= TASK BRIEF =
Please update the stretch from the start of the items through the line containing "<point>36,285</point>" by changing "photograph" to "image", keeping everything else the same. Return only that stretch and leave the pictures out.

= EXERCISE DATA =

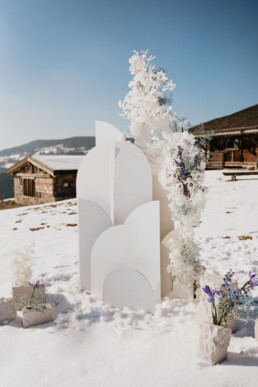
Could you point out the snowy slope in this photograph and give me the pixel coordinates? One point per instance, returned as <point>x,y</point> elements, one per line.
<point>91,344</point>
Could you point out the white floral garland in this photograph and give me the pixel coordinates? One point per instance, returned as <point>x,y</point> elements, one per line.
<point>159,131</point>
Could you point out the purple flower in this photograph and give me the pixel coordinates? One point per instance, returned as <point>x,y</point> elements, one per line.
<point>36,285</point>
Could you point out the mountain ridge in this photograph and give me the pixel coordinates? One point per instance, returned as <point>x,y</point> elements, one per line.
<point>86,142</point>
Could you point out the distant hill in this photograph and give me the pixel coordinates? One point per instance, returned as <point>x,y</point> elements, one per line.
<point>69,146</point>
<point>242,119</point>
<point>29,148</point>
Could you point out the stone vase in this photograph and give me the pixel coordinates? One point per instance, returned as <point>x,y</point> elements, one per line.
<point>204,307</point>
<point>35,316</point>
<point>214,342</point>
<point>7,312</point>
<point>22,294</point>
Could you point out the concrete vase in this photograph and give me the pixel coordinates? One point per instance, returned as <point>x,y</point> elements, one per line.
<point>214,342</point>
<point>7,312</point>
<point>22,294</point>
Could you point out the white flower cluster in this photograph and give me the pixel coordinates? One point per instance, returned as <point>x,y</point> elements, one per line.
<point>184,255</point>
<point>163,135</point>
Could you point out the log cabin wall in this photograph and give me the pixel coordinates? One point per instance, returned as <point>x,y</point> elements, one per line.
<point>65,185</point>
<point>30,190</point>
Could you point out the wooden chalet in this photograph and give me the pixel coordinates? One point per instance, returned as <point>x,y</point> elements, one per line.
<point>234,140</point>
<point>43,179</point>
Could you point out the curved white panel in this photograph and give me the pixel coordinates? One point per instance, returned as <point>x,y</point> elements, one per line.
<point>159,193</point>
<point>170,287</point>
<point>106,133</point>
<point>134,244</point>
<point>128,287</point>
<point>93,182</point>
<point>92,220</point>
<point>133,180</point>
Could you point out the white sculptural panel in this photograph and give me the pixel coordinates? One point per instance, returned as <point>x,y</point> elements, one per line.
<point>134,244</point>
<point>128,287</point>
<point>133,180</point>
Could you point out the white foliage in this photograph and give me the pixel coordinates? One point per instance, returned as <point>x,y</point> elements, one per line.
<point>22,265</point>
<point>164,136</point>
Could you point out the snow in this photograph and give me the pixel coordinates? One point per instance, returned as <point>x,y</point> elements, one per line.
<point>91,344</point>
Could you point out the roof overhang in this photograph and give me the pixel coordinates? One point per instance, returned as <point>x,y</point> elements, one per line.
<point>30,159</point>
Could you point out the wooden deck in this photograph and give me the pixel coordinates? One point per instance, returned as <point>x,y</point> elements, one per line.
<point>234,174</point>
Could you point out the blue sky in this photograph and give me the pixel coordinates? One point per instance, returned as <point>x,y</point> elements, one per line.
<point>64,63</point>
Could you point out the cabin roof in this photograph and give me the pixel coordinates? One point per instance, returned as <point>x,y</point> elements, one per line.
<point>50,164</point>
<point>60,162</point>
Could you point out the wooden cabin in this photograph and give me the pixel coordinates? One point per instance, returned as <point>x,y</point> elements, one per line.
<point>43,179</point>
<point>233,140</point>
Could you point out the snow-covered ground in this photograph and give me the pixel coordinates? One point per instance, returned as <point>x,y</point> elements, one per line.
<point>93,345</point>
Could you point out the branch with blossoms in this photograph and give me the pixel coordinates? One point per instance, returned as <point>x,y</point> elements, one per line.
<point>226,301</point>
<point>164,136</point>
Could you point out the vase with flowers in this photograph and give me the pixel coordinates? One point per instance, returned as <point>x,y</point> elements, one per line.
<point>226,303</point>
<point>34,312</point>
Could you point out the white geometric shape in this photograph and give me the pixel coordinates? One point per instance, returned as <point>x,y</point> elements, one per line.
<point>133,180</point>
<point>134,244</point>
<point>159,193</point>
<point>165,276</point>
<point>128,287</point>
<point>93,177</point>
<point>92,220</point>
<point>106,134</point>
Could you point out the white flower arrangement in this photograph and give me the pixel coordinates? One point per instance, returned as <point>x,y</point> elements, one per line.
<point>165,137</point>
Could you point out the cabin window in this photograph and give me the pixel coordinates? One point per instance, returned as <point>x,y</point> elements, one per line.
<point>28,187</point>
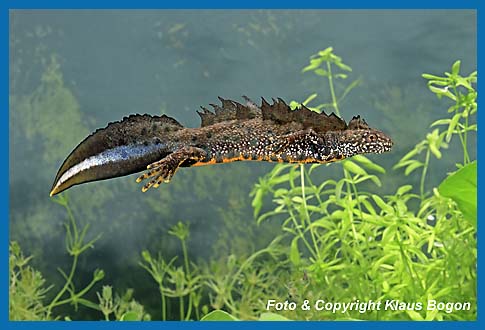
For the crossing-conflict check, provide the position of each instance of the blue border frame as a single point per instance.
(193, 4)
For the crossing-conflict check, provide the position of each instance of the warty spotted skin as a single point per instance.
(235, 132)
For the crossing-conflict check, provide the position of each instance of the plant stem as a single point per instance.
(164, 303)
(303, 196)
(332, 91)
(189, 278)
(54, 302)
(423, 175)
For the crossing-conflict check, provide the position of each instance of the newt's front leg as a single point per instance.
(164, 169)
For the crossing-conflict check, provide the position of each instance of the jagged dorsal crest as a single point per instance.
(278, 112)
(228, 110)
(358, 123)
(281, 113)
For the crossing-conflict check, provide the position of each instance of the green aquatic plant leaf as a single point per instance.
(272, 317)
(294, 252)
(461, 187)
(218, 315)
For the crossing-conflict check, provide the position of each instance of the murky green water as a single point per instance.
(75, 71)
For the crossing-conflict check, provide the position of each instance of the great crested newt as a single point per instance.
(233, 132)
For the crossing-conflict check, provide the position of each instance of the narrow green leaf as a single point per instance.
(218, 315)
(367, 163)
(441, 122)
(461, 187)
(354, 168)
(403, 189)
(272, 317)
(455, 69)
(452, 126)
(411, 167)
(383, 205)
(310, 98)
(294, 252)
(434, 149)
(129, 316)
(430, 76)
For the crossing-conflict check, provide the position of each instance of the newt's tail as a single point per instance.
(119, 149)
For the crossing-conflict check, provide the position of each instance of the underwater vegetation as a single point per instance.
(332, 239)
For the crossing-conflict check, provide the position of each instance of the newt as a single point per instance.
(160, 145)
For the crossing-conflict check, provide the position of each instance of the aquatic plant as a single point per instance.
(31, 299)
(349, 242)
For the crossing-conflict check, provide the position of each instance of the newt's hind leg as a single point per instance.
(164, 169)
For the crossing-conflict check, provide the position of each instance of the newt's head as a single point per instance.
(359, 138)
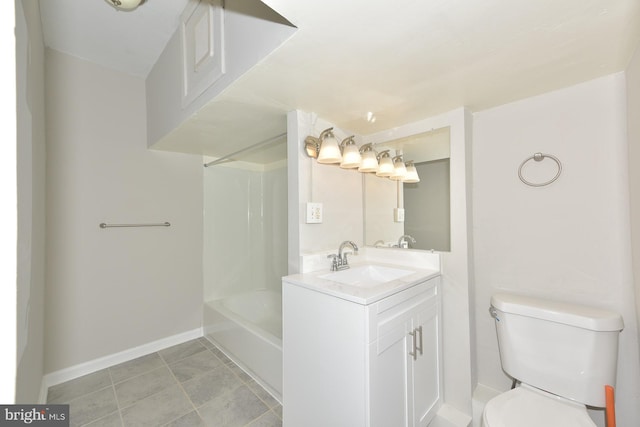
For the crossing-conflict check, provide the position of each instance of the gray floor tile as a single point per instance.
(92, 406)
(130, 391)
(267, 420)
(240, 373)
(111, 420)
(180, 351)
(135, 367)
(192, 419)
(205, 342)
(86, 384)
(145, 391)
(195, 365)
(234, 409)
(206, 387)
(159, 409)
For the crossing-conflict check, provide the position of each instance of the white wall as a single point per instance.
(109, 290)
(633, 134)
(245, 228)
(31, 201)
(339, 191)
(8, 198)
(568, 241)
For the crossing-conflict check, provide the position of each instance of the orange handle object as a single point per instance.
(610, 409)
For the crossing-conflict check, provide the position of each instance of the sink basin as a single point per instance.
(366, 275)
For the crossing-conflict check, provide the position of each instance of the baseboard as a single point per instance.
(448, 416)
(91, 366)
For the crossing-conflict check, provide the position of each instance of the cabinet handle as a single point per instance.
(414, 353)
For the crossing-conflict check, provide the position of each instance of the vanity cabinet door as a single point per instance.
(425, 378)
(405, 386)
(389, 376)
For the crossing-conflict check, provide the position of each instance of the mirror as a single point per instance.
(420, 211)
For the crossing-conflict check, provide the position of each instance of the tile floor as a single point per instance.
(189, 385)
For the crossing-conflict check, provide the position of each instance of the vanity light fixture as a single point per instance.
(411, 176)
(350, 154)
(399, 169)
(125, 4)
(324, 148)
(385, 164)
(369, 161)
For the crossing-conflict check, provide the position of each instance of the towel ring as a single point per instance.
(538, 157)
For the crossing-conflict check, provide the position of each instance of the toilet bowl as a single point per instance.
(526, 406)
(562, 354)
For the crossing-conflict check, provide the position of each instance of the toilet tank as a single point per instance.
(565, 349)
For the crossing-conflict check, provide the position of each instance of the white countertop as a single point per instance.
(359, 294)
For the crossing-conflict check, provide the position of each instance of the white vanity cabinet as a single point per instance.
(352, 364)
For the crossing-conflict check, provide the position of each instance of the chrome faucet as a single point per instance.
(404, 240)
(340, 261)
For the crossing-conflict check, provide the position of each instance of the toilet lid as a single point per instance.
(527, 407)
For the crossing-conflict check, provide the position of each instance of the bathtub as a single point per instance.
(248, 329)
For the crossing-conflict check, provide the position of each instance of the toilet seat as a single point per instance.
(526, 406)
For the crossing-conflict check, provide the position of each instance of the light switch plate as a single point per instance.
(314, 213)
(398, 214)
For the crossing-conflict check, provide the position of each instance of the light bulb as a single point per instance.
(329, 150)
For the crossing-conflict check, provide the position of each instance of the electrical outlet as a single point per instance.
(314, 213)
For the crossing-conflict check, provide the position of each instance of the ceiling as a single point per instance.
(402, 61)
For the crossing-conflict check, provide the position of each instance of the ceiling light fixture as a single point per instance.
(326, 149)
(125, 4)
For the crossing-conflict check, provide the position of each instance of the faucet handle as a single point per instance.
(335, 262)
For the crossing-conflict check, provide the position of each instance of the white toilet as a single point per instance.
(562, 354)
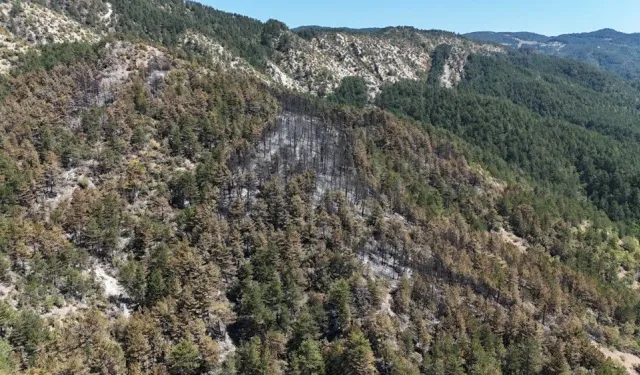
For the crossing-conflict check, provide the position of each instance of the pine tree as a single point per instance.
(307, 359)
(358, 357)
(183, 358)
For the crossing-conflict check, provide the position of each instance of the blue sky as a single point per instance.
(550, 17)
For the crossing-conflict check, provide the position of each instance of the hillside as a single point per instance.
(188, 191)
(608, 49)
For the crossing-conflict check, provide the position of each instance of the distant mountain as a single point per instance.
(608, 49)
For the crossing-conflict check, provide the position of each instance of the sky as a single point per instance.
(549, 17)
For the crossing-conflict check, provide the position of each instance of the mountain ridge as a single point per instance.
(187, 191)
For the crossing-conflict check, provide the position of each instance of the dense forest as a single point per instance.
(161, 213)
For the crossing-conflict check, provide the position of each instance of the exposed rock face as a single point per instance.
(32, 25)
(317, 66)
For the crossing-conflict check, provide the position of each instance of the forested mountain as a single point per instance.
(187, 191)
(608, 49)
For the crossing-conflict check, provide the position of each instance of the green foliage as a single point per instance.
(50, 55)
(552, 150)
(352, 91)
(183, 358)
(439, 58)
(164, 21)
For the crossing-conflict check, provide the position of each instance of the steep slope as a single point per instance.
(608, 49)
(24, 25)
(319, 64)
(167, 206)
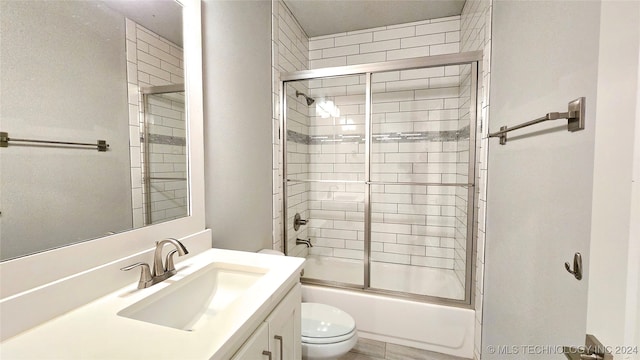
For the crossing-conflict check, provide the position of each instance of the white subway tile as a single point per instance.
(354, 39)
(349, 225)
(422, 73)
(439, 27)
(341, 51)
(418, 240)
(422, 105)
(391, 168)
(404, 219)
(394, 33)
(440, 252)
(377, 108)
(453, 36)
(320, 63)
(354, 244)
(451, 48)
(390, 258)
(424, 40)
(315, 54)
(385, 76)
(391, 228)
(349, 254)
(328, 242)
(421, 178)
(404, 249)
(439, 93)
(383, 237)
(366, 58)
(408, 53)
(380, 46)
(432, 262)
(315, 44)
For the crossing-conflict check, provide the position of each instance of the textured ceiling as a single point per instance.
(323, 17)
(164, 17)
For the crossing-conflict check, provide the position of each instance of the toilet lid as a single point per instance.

= WORKED ANSWER =
Could you point out the snowy slope in this image and give me the pixel coordinates? One point per instance, returned as <point>x,y</point> elements, one per line.
<point>91,344</point>
Could you point out the white floral garland in this image and give me the pixel coordinates? One point per instance, returned as <point>x,y</point> elements, one per line.
<point>159,131</point>
Could you point out the purple flower in this image and give me the pixel coordinates? One point per instance, returned as <point>x,y</point> elements, one per line.
<point>36,285</point>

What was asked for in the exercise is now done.